Problem requirements
Reproduce as a numbered list every line from the beginning of the records through the line containing "115L303 122L300 124L289", both included, omitting any blank lines.

★ ★ ★ ★

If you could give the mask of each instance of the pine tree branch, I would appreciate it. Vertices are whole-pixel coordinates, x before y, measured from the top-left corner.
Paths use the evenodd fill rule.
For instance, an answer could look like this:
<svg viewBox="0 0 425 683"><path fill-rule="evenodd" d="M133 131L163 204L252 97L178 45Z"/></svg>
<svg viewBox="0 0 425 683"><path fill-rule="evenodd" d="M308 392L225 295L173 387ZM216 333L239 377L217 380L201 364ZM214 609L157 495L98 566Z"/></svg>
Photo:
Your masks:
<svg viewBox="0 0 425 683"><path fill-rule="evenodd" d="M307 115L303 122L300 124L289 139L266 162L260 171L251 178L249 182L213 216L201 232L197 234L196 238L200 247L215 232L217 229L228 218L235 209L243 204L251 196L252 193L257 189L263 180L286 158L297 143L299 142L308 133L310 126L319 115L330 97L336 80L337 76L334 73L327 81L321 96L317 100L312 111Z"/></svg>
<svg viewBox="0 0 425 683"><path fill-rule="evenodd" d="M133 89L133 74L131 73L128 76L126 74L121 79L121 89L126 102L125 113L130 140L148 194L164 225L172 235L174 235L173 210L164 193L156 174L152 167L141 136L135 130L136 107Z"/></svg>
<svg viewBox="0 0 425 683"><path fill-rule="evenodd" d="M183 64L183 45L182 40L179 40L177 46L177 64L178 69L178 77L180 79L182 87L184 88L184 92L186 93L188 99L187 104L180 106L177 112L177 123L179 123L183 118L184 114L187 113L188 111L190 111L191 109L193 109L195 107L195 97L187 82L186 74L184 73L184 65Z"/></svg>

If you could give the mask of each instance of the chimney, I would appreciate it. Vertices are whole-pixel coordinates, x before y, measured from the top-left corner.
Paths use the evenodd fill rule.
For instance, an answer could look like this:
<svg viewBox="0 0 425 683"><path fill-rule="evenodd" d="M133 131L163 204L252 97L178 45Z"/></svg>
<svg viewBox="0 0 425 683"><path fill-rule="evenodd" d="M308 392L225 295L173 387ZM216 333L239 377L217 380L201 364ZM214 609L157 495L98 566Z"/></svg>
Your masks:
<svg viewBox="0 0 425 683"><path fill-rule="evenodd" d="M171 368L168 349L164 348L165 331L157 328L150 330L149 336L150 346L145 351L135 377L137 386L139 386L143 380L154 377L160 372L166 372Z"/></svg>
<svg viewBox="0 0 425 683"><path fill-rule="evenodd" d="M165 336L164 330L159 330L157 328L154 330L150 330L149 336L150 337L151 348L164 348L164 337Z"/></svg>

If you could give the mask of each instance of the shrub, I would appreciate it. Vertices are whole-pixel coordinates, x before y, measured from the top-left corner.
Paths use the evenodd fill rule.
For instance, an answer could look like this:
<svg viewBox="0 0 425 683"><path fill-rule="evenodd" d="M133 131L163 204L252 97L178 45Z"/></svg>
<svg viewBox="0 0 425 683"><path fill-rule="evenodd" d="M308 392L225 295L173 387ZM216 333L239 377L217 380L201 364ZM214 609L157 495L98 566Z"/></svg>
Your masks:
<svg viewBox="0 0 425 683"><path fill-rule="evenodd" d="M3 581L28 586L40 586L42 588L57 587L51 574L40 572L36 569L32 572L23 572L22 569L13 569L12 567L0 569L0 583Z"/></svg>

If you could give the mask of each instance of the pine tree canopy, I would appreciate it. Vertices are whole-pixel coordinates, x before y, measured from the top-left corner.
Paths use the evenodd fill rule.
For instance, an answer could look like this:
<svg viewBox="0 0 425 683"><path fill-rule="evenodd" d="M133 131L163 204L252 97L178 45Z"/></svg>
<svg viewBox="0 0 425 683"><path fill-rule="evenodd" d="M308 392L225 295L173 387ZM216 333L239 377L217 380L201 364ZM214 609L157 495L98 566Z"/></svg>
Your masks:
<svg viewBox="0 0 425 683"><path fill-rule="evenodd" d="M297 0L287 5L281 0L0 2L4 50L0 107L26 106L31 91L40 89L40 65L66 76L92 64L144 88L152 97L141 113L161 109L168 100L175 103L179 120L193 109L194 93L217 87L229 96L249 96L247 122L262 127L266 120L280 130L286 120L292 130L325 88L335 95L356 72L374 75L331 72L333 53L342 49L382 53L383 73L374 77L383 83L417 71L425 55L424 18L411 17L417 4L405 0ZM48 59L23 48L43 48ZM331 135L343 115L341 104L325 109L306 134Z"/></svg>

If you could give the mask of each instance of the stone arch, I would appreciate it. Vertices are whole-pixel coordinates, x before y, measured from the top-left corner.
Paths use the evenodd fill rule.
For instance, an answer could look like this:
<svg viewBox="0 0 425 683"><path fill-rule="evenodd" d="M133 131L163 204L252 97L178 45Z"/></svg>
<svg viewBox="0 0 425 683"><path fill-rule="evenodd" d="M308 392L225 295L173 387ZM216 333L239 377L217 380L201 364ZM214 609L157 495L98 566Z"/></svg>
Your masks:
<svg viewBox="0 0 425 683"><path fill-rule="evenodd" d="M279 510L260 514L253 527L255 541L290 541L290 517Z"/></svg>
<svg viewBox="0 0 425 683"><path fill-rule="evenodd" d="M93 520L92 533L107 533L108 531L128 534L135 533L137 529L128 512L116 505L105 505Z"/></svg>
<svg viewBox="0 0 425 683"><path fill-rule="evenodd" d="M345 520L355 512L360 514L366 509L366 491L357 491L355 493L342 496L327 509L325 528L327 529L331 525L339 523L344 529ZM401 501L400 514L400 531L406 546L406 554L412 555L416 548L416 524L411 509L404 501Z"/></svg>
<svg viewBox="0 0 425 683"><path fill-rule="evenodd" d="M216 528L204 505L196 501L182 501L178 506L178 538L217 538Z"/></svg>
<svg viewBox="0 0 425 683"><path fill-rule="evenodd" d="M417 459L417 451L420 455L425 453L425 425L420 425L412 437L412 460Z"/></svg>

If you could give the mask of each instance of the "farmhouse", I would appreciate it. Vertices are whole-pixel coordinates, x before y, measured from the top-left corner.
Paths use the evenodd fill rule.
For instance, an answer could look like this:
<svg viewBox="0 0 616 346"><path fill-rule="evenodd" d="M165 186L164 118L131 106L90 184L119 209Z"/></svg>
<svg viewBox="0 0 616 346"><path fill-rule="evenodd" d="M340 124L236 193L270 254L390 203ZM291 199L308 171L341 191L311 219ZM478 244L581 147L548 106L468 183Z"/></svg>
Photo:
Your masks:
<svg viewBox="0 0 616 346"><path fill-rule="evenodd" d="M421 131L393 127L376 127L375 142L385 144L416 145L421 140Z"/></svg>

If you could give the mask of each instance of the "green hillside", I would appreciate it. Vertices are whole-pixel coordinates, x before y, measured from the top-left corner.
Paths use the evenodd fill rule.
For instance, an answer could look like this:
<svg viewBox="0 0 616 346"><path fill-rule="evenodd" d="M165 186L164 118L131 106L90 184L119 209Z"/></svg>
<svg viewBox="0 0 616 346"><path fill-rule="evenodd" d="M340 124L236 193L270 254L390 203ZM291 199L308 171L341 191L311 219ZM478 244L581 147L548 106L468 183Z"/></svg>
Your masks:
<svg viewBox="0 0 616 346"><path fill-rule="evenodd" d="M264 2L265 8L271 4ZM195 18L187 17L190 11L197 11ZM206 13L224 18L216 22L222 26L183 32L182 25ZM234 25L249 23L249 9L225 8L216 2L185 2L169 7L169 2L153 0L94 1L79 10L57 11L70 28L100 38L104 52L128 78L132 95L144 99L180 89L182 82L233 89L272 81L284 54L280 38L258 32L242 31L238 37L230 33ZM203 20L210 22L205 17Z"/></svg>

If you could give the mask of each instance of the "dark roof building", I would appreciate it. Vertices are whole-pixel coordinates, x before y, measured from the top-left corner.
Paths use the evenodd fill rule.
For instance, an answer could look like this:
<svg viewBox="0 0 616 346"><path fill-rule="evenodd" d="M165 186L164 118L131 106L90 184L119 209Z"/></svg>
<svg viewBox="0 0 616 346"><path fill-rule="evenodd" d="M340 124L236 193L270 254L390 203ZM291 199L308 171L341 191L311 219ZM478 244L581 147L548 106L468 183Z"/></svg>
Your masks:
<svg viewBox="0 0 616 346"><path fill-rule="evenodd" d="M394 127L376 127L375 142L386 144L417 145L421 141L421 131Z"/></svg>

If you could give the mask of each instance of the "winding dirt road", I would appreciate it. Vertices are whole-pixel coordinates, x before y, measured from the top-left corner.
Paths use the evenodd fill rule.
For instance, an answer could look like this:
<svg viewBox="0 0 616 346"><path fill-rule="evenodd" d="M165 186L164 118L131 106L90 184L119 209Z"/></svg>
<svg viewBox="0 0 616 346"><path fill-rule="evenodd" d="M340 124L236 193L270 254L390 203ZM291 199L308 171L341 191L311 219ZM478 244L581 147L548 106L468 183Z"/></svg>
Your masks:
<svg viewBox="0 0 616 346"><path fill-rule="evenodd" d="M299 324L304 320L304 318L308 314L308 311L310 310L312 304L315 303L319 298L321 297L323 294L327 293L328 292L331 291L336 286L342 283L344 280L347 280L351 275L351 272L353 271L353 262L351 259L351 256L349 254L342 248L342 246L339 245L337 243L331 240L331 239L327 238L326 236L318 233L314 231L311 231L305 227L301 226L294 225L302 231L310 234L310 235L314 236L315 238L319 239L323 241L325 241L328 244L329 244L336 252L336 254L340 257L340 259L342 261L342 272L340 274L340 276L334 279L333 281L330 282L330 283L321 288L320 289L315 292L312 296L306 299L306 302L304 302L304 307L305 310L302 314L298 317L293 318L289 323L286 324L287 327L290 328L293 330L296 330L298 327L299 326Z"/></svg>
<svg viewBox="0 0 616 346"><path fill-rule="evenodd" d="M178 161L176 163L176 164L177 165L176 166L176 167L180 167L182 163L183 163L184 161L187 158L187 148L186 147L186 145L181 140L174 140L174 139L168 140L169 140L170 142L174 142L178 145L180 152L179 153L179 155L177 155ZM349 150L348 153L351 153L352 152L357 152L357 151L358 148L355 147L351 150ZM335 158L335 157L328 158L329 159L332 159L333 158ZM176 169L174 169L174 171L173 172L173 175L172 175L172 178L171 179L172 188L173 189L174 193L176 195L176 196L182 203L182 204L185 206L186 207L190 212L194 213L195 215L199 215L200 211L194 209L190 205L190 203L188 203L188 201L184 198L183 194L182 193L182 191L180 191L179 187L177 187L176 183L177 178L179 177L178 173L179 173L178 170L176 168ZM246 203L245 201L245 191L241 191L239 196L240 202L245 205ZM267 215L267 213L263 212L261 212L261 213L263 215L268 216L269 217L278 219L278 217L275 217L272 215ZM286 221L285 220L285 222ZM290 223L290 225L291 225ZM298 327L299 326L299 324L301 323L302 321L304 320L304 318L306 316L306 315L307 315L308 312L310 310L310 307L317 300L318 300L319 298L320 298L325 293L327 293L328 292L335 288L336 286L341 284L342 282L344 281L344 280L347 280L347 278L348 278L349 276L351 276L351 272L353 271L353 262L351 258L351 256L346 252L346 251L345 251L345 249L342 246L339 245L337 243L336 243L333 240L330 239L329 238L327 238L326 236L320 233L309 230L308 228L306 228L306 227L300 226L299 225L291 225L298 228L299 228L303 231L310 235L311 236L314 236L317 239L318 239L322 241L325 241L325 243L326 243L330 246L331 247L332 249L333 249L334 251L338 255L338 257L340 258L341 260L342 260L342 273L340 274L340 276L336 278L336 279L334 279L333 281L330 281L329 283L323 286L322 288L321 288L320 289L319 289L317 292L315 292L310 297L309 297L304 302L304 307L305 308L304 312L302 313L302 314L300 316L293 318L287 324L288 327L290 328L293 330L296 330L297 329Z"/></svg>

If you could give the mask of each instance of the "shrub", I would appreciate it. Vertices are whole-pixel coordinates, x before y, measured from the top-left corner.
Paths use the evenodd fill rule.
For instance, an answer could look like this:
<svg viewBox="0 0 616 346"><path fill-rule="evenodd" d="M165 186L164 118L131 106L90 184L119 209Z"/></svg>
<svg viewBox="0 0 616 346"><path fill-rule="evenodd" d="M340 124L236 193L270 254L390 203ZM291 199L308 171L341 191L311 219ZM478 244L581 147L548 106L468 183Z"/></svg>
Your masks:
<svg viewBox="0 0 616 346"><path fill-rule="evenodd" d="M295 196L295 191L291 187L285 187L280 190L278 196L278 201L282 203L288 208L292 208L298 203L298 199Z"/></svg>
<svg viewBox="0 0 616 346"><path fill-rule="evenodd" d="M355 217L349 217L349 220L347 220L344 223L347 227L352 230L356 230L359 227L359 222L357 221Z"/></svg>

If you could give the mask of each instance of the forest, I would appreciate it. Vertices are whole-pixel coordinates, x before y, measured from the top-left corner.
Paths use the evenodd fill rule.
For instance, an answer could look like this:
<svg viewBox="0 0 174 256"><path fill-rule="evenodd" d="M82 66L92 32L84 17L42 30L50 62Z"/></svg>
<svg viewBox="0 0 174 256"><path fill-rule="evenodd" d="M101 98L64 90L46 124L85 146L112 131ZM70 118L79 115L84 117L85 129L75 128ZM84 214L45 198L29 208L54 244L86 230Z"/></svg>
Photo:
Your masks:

★ ★ ★ ★

Task solution
1. If you could give the mask of each instance of the pine tree branch, I would appreciate it. Vertices are whole-pixel coordinates, x before y, measured from the top-left corner.
2. Paths use the evenodd fill rule.
3. For instance, an answer could look like this:
4. <svg viewBox="0 0 425 683"><path fill-rule="evenodd" d="M133 131L163 204L252 97L178 45Z"/></svg>
5. <svg viewBox="0 0 425 683"><path fill-rule="evenodd" d="M308 392L225 295L173 387ZM216 333L239 377L217 380L201 364ZM214 609L157 495L98 566Z"/></svg>
6. Photo:
7. Your masks:
8. <svg viewBox="0 0 425 683"><path fill-rule="evenodd" d="M307 115L303 122L300 124L289 139L266 162L260 171L251 178L249 182L213 216L201 232L197 234L196 238L200 247L215 232L217 229L228 218L235 209L243 204L251 196L252 193L257 189L263 180L286 158L297 143L299 142L308 133L310 126L319 115L330 97L336 80L337 76L334 73L327 81L321 96L317 100L312 111Z"/></svg>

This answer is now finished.